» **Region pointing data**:
---*---
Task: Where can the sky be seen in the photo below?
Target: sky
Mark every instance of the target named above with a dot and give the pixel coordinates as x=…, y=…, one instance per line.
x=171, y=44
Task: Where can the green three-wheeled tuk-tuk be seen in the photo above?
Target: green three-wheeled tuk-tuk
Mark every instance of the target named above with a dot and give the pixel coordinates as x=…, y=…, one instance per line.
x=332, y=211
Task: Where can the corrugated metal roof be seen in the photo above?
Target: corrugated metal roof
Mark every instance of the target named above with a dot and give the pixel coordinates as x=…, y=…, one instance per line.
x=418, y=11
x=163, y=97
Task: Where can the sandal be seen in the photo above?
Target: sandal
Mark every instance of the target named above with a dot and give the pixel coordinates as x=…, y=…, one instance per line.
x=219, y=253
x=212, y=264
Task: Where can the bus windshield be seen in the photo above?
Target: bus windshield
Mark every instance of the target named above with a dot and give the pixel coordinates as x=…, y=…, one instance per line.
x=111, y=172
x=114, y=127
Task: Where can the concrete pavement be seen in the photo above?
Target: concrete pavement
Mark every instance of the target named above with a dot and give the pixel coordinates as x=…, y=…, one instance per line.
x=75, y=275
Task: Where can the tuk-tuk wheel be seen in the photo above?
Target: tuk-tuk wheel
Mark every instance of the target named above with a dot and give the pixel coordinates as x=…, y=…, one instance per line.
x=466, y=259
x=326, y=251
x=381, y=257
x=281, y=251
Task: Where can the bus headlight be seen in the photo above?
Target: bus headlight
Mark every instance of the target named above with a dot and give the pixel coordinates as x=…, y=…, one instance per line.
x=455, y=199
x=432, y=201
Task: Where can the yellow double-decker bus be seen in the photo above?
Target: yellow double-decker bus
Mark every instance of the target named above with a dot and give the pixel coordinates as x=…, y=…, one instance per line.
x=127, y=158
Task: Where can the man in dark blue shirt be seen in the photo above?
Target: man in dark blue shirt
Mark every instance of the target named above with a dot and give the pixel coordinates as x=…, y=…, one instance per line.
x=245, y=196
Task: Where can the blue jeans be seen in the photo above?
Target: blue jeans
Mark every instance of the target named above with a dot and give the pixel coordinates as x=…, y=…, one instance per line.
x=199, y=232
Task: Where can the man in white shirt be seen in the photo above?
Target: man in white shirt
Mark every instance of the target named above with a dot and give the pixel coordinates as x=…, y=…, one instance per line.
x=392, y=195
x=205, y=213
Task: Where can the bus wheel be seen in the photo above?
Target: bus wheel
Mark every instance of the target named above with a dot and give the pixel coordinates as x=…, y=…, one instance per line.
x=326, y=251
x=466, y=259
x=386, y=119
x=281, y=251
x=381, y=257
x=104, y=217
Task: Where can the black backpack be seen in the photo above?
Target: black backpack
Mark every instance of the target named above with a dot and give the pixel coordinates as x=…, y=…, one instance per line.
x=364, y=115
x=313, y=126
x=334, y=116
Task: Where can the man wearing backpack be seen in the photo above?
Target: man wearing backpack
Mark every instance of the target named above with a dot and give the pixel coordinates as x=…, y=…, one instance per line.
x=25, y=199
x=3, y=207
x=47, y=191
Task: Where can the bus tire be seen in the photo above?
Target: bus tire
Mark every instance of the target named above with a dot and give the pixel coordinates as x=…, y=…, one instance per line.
---*---
» **PROBLEM TO SOLVE**:
Search the data above for the string "roof" and report each line that holds it.

» **SOLUTION TO THIS PROBLEM**:
Task: Where can the corrugated metal roof be seen in the photo above?
Target: corrugated metal roof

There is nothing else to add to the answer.